==== SOURCE DATA
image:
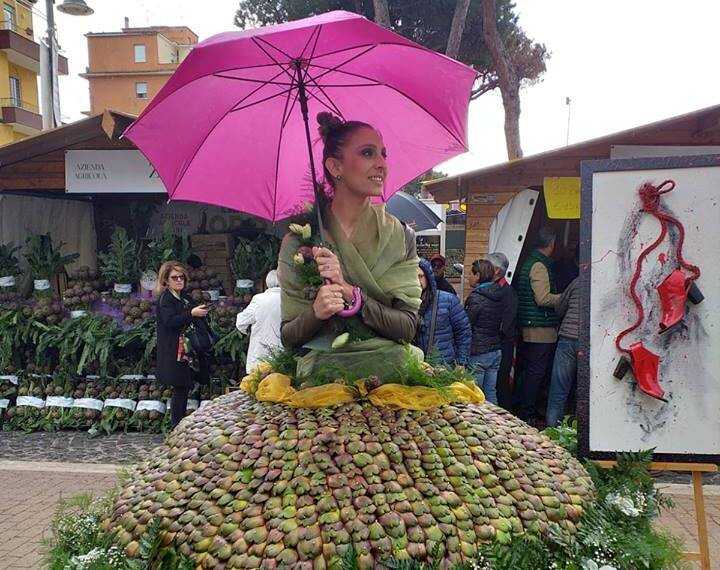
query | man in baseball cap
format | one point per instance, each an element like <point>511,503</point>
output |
<point>438,264</point>
<point>508,330</point>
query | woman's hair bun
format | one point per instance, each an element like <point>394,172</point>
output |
<point>327,123</point>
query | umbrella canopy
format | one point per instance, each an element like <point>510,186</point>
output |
<point>412,211</point>
<point>228,127</point>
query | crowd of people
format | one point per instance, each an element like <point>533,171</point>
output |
<point>530,327</point>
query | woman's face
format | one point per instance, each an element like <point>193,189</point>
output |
========
# DIRECTIONS FOR THIS TASK:
Only one number is wanted: how many lines of the data above include the word "woman".

# ANSWER SPACE:
2